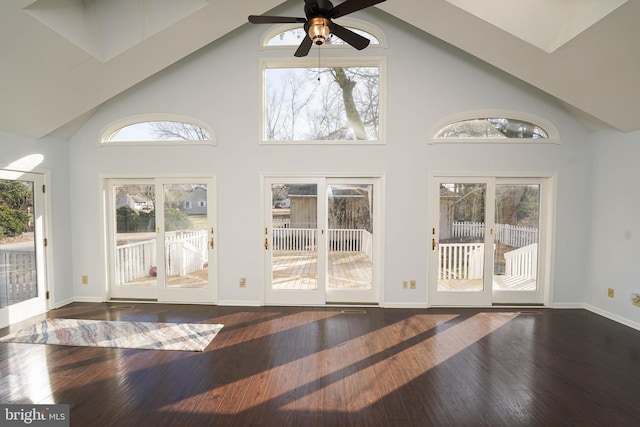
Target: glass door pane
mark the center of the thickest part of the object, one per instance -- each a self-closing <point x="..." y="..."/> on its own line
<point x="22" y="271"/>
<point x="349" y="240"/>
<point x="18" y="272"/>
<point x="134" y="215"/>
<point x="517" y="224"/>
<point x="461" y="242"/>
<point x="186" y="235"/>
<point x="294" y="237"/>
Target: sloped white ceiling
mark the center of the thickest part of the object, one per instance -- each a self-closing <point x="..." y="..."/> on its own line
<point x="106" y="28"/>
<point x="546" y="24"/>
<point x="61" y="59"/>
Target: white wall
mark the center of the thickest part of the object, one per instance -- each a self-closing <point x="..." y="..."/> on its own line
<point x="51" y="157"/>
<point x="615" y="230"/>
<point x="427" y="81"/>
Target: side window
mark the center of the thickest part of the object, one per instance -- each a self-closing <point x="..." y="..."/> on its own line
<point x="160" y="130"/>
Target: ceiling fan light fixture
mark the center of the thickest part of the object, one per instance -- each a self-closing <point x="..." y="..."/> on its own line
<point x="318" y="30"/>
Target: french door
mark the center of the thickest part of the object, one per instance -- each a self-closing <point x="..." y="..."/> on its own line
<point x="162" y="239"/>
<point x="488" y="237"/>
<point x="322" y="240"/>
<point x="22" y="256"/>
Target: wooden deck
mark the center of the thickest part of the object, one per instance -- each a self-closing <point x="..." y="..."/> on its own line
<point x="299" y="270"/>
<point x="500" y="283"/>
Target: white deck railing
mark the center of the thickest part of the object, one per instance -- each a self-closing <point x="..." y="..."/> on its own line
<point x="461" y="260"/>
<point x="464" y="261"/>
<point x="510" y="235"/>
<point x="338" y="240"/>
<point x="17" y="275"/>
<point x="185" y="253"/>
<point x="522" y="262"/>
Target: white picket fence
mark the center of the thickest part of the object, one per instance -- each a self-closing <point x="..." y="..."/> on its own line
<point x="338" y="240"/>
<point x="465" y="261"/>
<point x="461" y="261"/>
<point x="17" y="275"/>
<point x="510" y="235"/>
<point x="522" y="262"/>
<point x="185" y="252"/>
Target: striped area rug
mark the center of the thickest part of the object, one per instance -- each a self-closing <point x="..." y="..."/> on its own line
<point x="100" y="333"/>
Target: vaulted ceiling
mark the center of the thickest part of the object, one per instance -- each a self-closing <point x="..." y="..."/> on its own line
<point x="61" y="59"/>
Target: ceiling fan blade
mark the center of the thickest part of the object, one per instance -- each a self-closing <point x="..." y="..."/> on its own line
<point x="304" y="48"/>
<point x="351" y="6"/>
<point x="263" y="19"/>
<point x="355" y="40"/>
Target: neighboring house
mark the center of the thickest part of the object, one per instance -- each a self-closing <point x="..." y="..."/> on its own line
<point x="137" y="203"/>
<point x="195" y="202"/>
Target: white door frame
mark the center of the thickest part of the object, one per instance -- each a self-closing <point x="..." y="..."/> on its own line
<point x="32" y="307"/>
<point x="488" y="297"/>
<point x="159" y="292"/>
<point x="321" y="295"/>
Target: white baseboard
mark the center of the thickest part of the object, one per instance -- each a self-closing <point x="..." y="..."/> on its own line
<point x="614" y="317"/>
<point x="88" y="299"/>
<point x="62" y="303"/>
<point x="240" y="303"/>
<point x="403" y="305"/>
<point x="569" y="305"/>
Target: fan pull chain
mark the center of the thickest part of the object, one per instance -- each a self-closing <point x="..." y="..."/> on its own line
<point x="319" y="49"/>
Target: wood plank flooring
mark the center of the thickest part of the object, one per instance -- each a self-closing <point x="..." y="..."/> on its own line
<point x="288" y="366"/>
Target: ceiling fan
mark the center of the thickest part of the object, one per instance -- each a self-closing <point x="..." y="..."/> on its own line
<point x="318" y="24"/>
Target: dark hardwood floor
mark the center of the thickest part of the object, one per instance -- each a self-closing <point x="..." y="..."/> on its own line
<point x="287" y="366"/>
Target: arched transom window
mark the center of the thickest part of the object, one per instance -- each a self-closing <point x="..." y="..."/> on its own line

==========

### OBJECTIVE
Your copy of the data should match it exactly, except that pictures are left out.

### SOLUTION
Target: glass door pane
mark the center of the thickest part of the object, one per instance -- each a self-closing <point x="..." y="..."/> on its own line
<point x="22" y="271"/>
<point x="349" y="240"/>
<point x="18" y="272"/>
<point x="134" y="215"/>
<point x="517" y="224"/>
<point x="461" y="242"/>
<point x="186" y="235"/>
<point x="294" y="237"/>
Target: sloped white ceiling
mark the center of the thickest part of the object, one per instance -- each a self-closing <point x="..." y="..."/> on its own line
<point x="106" y="28"/>
<point x="546" y="24"/>
<point x="61" y="59"/>
Target: white wall
mark the center of the thickest part of the object, one per instance -- each a self-closing <point x="..." y="..."/> on its own line
<point x="51" y="157"/>
<point x="615" y="230"/>
<point x="427" y="81"/>
Target: side window
mark the center of the thickest part of the object, one per instance -- each a self-closing <point x="..." y="..."/> on its own line
<point x="160" y="130"/>
Target: ceiling fan light fixture
mark the center of the thickest part of the object, one per instance -- each a self-closing <point x="..." y="..."/> on its own line
<point x="318" y="30"/>
Target: french door
mark the center of the thickest part of the object, one per instance -- each a self-closing <point x="..." y="..."/> on its own line
<point x="162" y="239"/>
<point x="488" y="237"/>
<point x="322" y="240"/>
<point x="22" y="256"/>
Target: wooden deck
mark the center of the thickest part of the object, one per instance -- each a self-closing <point x="..." y="..."/> on its own line
<point x="299" y="270"/>
<point x="500" y="283"/>
Target: white deck railing
mark the center of the thickest part of the object, one per instance -- each a self-closing <point x="..." y="..."/> on its own line
<point x="461" y="260"/>
<point x="464" y="261"/>
<point x="510" y="235"/>
<point x="338" y="240"/>
<point x="17" y="275"/>
<point x="185" y="253"/>
<point x="522" y="262"/>
Target: white picket fence
mark the center of the thickest part of the object, one per instance -- each a self-closing <point x="..." y="..."/> on its own line
<point x="338" y="240"/>
<point x="465" y="261"/>
<point x="461" y="261"/>
<point x="17" y="275"/>
<point x="510" y="235"/>
<point x="522" y="262"/>
<point x="185" y="252"/>
Target: striped area rug
mark the center of the thickest part of the object, one per instance -- each a self-closing <point x="..." y="..."/> on its own line
<point x="100" y="333"/>
Target: vaulted ceiling
mark the center of the thickest part of the object, one per instance -- each a self-closing <point x="..." y="..."/> on its own line
<point x="61" y="59"/>
Target: ceiling fan blade
mark the center of the thickest part of the object, one per instance -- each a self-closing <point x="..." y="..."/> on its own line
<point x="304" y="48"/>
<point x="351" y="6"/>
<point x="263" y="19"/>
<point x="355" y="40"/>
Target: neighboring house
mark the center of the thickest part of the object, one per instance -- each a self-closing <point x="..." y="..."/> on its own line
<point x="137" y="203"/>
<point x="195" y="202"/>
Target: white door frame
mark the center of the thickest part of the object, one per instance -- each a self-closing <point x="..." y="..."/> on its own line
<point x="32" y="307"/>
<point x="488" y="297"/>
<point x="159" y="292"/>
<point x="321" y="295"/>
Target: white baseboard
mark the center of the thickest part of the object, one per instance -- each a self-closing <point x="..." y="..."/> on its own line
<point x="614" y="317"/>
<point x="88" y="299"/>
<point x="62" y="303"/>
<point x="240" y="303"/>
<point x="403" y="305"/>
<point x="569" y="305"/>
Target: fan pull chain
mark the center of the thickest part of the object, one per instance -- each a self-closing <point x="..." y="..."/> on its own line
<point x="319" y="49"/>
Target: wood plank flooring
mark the center of the thickest part of the object, one per instance -- each a self-closing <point x="..." y="..."/> on its own line
<point x="288" y="366"/>
Target: ceiling fan
mark the center of the thickest part of the object, one per instance -- each a self-closing <point x="..." y="..."/> on its own line
<point x="318" y="24"/>
Target: dark hardwood floor
mark the center of the thickest part of the object, one per instance -- each a self-closing <point x="..." y="..."/> on its own line
<point x="287" y="366"/>
Target: arched transom window
mark the center of the thickest part of the object, one per instance -- each a self-closing <point x="..." y="..."/> on its own line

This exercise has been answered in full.